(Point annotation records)
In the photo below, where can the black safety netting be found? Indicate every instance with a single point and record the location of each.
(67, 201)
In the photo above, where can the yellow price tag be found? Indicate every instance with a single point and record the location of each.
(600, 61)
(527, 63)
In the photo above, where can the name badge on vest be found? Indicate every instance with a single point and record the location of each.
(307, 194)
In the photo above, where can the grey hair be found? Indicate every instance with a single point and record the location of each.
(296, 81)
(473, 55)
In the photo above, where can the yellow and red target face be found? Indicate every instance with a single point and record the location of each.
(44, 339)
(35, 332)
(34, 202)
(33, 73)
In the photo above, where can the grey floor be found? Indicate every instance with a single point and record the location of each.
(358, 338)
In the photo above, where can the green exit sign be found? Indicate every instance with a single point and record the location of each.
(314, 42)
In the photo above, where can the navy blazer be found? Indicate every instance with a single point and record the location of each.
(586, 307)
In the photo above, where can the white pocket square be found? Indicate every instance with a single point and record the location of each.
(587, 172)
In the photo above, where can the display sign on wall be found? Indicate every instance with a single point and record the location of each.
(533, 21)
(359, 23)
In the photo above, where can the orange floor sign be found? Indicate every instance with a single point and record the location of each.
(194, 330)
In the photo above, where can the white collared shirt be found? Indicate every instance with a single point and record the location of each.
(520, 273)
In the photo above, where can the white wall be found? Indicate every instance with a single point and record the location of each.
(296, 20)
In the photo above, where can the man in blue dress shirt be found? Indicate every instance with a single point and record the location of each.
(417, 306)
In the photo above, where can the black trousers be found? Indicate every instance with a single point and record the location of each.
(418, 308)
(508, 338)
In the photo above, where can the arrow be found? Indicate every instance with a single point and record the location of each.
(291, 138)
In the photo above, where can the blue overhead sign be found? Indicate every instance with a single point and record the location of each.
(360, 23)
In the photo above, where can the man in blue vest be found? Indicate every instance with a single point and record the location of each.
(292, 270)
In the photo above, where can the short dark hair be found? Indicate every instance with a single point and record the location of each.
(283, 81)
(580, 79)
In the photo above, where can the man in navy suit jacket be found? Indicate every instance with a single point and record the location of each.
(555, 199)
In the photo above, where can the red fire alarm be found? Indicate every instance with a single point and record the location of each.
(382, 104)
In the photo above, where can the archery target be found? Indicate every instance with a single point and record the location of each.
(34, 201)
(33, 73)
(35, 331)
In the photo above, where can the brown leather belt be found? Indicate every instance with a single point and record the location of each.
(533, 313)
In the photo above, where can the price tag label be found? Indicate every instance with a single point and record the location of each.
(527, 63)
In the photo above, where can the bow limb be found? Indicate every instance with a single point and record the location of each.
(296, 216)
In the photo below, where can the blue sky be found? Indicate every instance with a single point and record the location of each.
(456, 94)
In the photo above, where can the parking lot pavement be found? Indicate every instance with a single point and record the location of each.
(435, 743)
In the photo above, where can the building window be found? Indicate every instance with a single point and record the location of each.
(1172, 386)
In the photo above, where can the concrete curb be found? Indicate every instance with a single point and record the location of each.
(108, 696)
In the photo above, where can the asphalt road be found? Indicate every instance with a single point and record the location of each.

▶ [What the task requires]: Copy all of the records above word for word, leaving nothing out and changing nothing.

▶ [Reply]:
In the photo below, where can the black safety netting be found? Indicate every instance with a single point and record the location of each.
(67, 201)
In the photo above, where can the yellow price tag be found? Indicate every instance with a single point and record the location of each.
(600, 61)
(527, 63)
In the photo above, where can the name badge on vest be found? Indicate every instance with a single point and record the location of each.
(307, 194)
In the photo above, where can the grey hair be found? Indicate every instance with a single point and record the location of each.
(296, 81)
(473, 55)
In the photo above, where can the yellow and red target face be found? Indicate every instance with a single point and record the location of each.
(44, 339)
(35, 332)
(34, 202)
(33, 73)
In the photo above, where can the grey floor be found? Indicate every instance with a single point and record the location of each.
(358, 338)
In the photo above, where can the green exit sign be found? Indicate every instance with a single point and record the location of each.
(314, 42)
In the photo above, where can the navy blazer be found? Indicate every instance with a single point and record the location of each.
(586, 307)
In the photo above, where can the white pocket square be found? Indicate every instance with a single point and record the location of each.
(587, 172)
In the photo above, where can the display sign on wall be found? Indicate every instance with a single point and record the location of each.
(533, 21)
(359, 23)
In the photo above, where can the orange floor sign be found? Indicate every instance with a single point and record the location of each.
(194, 330)
In the photo above, where can the white collared shirt be found? Indicate every instance with a single point and record the location of each.
(520, 273)
In the photo above, where can the white wall be found? Indicate every instance with a single point and record the location of each.
(296, 20)
In the photo above, where can the man in blue dress shirt be found? Indicate every instance with a single point and record the location of each.
(417, 306)
In the photo above, where can the black trousers be found? Indicate every instance with a single point and record the location of each.
(418, 308)
(508, 338)
In the photo above, where can the arrow be found? Indicate every instance with a single point and record the location of each.
(291, 138)
In the photo above, where can the blue overhead sign be found? Indicate every instance with a single point and record the location of each.
(360, 23)
In the photo above, where can the man in blue vest be found? Indicate every instance with a single point and record the location of each.
(292, 270)
In the photo above, where can the short dark hair be found? Indicate every instance with a single point and record the location of each.
(283, 81)
(580, 79)
In the photo above, where can the man in navy suit jacket be found? Indicate every instance with a single point and record the location of each.
(555, 199)
In the photo above, where can the red fire alarm be found? Indicate every instance with a single point and record the location of each.
(382, 104)
In the photo above, where can the archery target be found? Indicate every instance with a single point and record the location of each.
(34, 201)
(33, 73)
(35, 331)
In the photo above, where can the brown leather belt be found? Indicate every instance with a single point and record the location of each.
(533, 313)
In the photo above, where can the price tag label be found? Indicate every instance with a single point and record the location of each.
(527, 63)
In the photo above, where can the bow limb be found? Indicate every instance with a single point and record the location of each.
(296, 216)
In the photo below, where can the blue sky be found? Indicate every instance with a single point and record the location of each.
(456, 94)
In the photo above, where can the parking lot pavement be found? Indicate every instance with a single point and record the location of each.
(435, 743)
In the photo above, where can the building window be found? Indicate every instance with a single point and record the location of each.
(1172, 386)
In the photo above, where can the concrete curb be found? Indicate every instance with a single point and record the location of each.
(108, 696)
In the photo above, where can the asphalt road be found? Indicate every instance with a single point and record the location of each.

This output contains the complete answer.